--- BEGIN ---

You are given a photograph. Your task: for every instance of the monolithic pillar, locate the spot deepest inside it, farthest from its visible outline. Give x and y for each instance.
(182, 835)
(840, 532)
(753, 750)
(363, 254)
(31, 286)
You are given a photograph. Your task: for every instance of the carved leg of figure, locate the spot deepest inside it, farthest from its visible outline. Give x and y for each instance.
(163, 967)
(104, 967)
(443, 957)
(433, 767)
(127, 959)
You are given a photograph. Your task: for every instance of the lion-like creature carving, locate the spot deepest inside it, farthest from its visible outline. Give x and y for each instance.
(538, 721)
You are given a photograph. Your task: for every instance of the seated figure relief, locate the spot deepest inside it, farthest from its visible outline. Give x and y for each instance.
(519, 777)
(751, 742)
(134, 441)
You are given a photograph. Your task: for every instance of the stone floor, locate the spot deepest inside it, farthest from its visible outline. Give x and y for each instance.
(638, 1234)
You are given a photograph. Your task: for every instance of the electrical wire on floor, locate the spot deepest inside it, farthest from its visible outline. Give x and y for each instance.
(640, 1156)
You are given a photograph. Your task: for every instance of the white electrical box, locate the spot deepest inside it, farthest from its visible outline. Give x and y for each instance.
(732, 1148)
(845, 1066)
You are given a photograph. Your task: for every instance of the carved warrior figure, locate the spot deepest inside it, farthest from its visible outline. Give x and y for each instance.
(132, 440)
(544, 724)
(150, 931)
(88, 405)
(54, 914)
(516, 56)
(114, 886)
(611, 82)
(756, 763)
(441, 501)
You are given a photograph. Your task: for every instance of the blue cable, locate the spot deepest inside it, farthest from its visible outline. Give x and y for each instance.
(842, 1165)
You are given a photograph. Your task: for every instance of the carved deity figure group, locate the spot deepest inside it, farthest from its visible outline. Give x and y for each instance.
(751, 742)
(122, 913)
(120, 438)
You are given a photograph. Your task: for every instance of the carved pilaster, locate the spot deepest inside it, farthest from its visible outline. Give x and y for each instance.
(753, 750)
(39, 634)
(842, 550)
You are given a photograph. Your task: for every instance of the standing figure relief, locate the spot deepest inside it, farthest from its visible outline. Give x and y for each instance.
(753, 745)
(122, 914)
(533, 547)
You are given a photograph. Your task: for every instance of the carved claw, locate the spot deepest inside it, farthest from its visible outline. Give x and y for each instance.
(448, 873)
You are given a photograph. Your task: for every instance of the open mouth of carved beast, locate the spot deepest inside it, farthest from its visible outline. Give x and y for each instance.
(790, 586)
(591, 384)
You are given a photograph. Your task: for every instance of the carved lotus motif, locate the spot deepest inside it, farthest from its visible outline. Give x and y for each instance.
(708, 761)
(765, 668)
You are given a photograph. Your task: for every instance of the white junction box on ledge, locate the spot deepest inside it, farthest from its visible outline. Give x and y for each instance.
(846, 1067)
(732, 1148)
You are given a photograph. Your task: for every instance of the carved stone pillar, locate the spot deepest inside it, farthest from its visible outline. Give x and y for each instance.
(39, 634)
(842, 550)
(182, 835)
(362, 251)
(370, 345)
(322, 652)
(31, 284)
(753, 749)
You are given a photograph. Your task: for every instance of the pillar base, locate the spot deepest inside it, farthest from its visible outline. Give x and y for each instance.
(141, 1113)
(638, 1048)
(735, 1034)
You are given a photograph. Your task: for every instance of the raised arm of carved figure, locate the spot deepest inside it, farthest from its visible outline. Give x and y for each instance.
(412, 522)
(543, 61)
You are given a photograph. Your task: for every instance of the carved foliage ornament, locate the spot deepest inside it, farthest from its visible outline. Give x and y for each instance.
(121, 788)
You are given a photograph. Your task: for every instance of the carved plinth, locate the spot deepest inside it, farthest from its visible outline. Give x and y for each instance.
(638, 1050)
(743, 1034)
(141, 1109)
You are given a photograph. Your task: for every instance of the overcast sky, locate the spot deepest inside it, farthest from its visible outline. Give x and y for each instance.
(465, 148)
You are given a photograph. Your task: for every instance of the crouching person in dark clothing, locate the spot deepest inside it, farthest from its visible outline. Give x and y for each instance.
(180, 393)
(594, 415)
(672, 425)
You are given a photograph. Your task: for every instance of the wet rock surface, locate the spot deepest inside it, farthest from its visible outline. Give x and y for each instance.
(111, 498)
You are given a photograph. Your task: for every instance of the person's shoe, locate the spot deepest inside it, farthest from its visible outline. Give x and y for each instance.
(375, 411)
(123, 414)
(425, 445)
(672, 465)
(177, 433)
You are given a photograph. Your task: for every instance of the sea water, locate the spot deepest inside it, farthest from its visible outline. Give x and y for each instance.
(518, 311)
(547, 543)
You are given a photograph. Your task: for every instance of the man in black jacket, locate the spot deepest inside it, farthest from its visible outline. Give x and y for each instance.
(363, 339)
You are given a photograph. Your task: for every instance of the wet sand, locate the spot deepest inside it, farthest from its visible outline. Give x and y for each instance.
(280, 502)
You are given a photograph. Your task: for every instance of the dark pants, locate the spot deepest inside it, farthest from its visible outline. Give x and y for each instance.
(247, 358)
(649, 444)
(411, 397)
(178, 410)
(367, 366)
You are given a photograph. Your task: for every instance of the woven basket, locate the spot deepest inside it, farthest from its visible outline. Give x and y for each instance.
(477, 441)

--- END ---

**Exercise objective**
Starting at the line that has "of the electrical" and ending with the line that has "(845, 1066)", rewrite the material with "gray junction box" substituted for "white electrical box" and every other part left as it is.

**Exercise solution**
You are given a photograph. Your task: for every instance of the electrical wire on floor, locate the spot deepest inside it, farthest from its visible outline. Give x and y for each instance.
(640, 1156)
You are given a photograph. Your task: for every instance of the gray junction box, locate the spot deepest inside it, farthest from its visible outline. Give x and y for each instance.
(732, 1148)
(845, 1066)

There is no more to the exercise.